Supplied text:
|
OAI-PMH “defines a mechanism for harvesting XML-formatted metadata from repositories”. The OAI-PMH mandates unqualified Dublin Core (DC) as its common metadata format. The OAI-PMH also “supports the notion of multiple metadata sets, allowing communities to expose metadata in formats that are specific to their applications and domains”. Other metadata formats might include domain-specific Dublin Core Application Profiles (DCAPs) or other XML formats, such as LOM or ODRL.
Non-XML formatted data, e.g., MARC records, could either be conveyed using an XML translation (e.g. MARCXML) or could conceivably be wrapped in a CDATA section within the XML record itself. The latter approach, although messy, could also be used to enable content, as well as metadata, to be harvested using OAI-PMH, using content packaging standards such as METS, IMS Content Packaging and MPEG-21 DIDL.
The OAI-PMH specification defines 2 main actors:
- harvester - a client application that issues OAI-PMH requests. A harvester is operated by a service provider as a means of collecting metadata from repositories.
- repository - a network accessible server, managed by a data provider to expose metadata to harvesters.
To allow various repository configurations, the protocol distinguishes between three distinct entities related to the metadata made accessible by repositories:
- resource - the object or “stuff” that metadata is “about”. The nature of a resource, whether it is physical or digital, or whether it is stored in the repository or is a constituent of another database, is outside the scope of the protocol.
- item - a constituent of a repository from which metadata about a resource can be disseminated. An item is conceptually a container that stores or dynamically generates metadata about a single resource in multiple formats.
- record - metadata in a specific metadata format. A record is returned as an XML-encoded byte stream in response to a protocol request to disseminate a specific metadata format from a constituent item.
|

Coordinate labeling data
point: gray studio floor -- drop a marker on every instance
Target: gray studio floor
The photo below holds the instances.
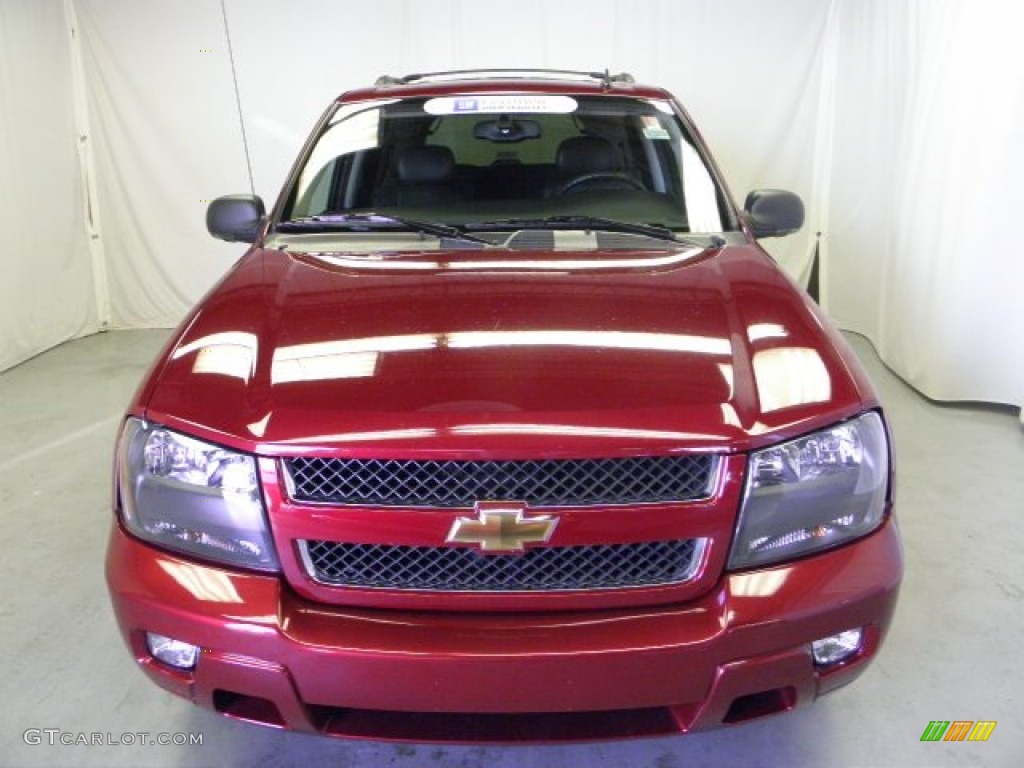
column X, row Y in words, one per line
column 954, row 652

Exercise task 1:
Name every content packaging standard mentioned in the OAI-PMH text.
Exercise task 2:
From the OAI-PMH text, write out the passage that begins at the words "- record - metadata" and ends after "a constituent item.".

Answer 1:
METS, IMS Content Packaging, MPEG-21 DIDL

Answer 2:
- record - metadata in a specific metadata format. A record is returned as an XML-encoded byte stream in response to a protocol request to disseminate a specific metadata format from a constituent item.